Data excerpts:
━━━━━━

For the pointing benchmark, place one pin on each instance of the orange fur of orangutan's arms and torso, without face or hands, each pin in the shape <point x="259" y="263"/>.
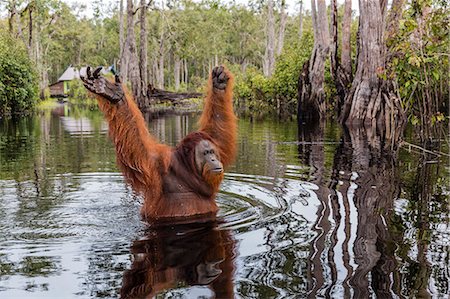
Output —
<point x="153" y="169"/>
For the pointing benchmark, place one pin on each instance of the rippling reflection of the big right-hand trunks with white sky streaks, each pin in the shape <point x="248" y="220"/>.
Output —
<point x="352" y="220"/>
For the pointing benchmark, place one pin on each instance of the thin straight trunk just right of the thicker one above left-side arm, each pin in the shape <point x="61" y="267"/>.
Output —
<point x="143" y="60"/>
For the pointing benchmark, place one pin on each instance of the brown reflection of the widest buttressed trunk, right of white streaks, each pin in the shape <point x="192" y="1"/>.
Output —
<point x="374" y="197"/>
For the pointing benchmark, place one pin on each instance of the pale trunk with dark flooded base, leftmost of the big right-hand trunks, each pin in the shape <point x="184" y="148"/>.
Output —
<point x="312" y="97"/>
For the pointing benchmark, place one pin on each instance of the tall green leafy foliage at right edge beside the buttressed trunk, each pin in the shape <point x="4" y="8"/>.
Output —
<point x="420" y="63"/>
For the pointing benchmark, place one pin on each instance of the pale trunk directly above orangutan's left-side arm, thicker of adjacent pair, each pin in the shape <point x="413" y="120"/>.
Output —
<point x="133" y="68"/>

━━━━━━

__What to produce__:
Restate all entries exactly; pictures stay out.

__Response to the exercise__:
For the pointing benchmark, place one pin on each instance of the orange fur of orangutan's arms and torso, without face or hands, each pin in the shape <point x="259" y="263"/>.
Output —
<point x="153" y="169"/>
For the pointing benchmark, place one pin on each instance of the rippling reflection of the big right-hand trunks with white sky streaks, each pin in the shape <point x="248" y="220"/>.
Output —
<point x="352" y="220"/>
For the pointing benchmark, place one pin on each instance of the thin straight trunk just right of the thicker one above left-side arm, each pin in the shape <point x="61" y="267"/>.
Output —
<point x="143" y="60"/>
For the pointing benchmark, place one pin on each instance of the brown reflection of the widest buttressed trunk, right of white streaks, each pin in the shape <point x="192" y="1"/>.
Output —
<point x="374" y="197"/>
For the pointing benchmark, place one pin on each instance of the pale trunk with dark flooded base, leftmost of the big right-hand trunks, each pin in the shape <point x="184" y="148"/>.
Output —
<point x="312" y="97"/>
For the pointing benchmark, place one pin on each instance of the tall green leafy foliage at right edge beside the buttressed trunk, each pin in the shape <point x="4" y="8"/>.
Output —
<point x="420" y="63"/>
For the pointing benchmark, place one pin on each instance of the pale trunk directly above orangutan's left-side arm, thicker of adjacent pair, each pin in the shape <point x="413" y="120"/>.
Output —
<point x="133" y="68"/>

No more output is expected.